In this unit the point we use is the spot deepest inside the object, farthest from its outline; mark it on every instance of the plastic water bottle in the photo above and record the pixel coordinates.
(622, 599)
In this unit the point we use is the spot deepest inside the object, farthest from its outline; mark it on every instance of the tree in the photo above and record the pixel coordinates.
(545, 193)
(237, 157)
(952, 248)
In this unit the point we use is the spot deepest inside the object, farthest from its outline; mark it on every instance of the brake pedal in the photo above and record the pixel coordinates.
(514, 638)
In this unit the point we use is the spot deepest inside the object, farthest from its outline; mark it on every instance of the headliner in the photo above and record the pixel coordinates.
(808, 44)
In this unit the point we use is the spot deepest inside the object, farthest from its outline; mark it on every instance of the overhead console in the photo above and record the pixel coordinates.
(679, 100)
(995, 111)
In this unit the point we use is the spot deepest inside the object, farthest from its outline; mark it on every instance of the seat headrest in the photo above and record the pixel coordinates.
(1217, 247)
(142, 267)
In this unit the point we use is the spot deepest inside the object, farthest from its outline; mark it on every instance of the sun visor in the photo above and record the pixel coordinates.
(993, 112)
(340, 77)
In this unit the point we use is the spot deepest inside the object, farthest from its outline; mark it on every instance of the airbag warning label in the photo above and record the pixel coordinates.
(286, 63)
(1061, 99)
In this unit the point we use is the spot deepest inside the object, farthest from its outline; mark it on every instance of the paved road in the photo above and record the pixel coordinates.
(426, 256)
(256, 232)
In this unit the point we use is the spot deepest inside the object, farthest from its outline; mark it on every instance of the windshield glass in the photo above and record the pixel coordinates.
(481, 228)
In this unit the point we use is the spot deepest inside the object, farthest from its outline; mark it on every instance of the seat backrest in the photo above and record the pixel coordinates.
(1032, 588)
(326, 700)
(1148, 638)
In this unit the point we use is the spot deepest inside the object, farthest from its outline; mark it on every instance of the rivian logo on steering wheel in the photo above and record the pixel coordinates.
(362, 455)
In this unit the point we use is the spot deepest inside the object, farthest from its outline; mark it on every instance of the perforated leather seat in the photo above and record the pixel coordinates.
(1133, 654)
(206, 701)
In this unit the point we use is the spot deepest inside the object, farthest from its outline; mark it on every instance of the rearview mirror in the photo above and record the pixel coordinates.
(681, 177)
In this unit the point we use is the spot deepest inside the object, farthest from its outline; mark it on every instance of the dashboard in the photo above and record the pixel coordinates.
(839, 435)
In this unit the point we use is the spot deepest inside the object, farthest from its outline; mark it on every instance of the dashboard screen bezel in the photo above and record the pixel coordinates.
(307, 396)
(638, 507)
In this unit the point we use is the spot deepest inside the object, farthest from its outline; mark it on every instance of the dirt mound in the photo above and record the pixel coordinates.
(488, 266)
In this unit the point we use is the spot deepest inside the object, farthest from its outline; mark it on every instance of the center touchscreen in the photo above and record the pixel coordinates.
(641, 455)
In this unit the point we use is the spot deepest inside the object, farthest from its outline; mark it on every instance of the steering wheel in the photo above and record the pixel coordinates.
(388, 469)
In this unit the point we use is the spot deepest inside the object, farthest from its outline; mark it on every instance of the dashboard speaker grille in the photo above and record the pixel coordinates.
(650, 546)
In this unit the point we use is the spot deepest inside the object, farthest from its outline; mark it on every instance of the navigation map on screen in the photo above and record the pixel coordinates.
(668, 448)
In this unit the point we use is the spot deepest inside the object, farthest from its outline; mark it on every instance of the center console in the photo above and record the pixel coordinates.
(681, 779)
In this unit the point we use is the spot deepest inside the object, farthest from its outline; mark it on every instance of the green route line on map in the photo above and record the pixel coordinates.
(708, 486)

++++++++++

- _OBJECTIVE_
Repeat every record, exactly as written.

- _ANSWER TO THIS EXERCISE_
In this unit the point we use is the spot deepest inside the object, farthest from its outline; mark it on every instance of the plastic water bottle in the photo above and record the pixel coordinates.
(622, 599)
In this unit the point we use is the spot deepest inside the object, farthest from its outline; mark it on every instance of the tree in the photo above and record the pixel coordinates.
(545, 193)
(237, 157)
(952, 248)
In this unit the point we use is the spot deepest inside the object, farthest from its outline; mark it on every instance of the brake pedal in the photo above and record the pixel coordinates.
(514, 638)
In this unit the point we use is the spot deepest inside the object, farthest from its outline; mark it on every instance of the headliner in the photo above and record the pixel coordinates.
(808, 44)
In this unit the point we use is the spot deepest inside the object, farthest from its outline; mark it on every instance of the overhead console in the photo above and record the pixel coordinates.
(679, 100)
(995, 111)
In this unit the point we use is the spot deepest inside the object, farthest from its outline; mark it on every instance of the seat headrest in the photo above and record the pixel coordinates.
(1217, 247)
(142, 267)
In this unit the point we use is the spot deepest inside the object, farthest from its outline; mark it on every instance of the sun visor in the photo above and record the pixel coordinates.
(993, 112)
(340, 77)
In this unit the point we use is the spot deepest inside the object, farthest from its outline; mark it on every instance of the airbag warning label in the photo above and record the pixel coordinates.
(286, 63)
(1061, 99)
In this unit the point we use is the spot deepest inside the object, farthest from its outline; mark it on every instance of the paved road in the photo above and record the pixel coordinates.
(426, 256)
(256, 232)
In this unit the point we use is the spot deepest inside the object, farthest from its outline; mark it on every instance of the windshield glass in the photo above and record the pixel coordinates.
(481, 228)
In this unit the point we use is the spot deepest inside the object, farthest from its outline; mark it on every instance of the seat backrest in the photo above and record the pixel coordinates.
(1032, 588)
(326, 700)
(1148, 638)
In this unit the point we use is the spot deepest inside the object, farthest from its outline; mark it on every instance of the rivian logo on steering wheel in the photo above and record the pixel coordinates.
(362, 455)
In this unit the point we use is the spot deepest inside the object, farthest from its outline; mark it on every instance of the perforated leather seat in the photo above and record the pixel coordinates.
(1133, 654)
(206, 701)
In this unit the point we use is the spot deepest inside the object, farthest from its outline; mark it on every instance of the rearview mirror in the photo above and record the pixel coordinates.
(681, 177)
In this unit the point we use is the spot deepest inside the object, farthest from its outline; mark it on every instance of the dashboard in the photo above and record the pixel coordinates.
(839, 435)
In this unit the point we use is the spot deepest inside the object, farthest from its outline; mark it on every instance of the dashboard screen bezel in the photo above and record the pixel coordinates.
(307, 396)
(638, 507)
In this unit the point we use is the spot deepest inside the object, farthest from its outline; mark it on every instance of the dirt mound in the photo above and record the pixel coordinates.
(488, 266)
In this unit the point we use is the spot deepest inside the object, farthest from its outline; mark it on every instance of the center touchscreen in the photo above and record the pixel coordinates.
(641, 455)
In this unit the point we use is the spot deepest inside the object, farthest from its outline; mark it on every instance of the steering wheel in the photo above and record the pixel coordinates.
(388, 469)
In this unit the point we use is the spot deepest inside the object, farthest from its outline; mark it on every instance of the dashboard speaker grille in the photo above and record the pixel coordinates.
(650, 546)
In this unit the point we use is the spot deepest inside the object, farthest from its outline; mark it on every instance of the navigation map on screen in the photo above and record the pixel coordinates.
(668, 448)
In this unit the point we use is the spot deepest inside the object, farthest from its outline; mark it on every instance of the center console in the photo above and record the pixel coordinates.
(681, 779)
In this unit the point we use is the spot deepest inside the object, farthest from its outline; mark it on every instance of the green route line on map in the photo above and record the pixel coordinates.
(708, 486)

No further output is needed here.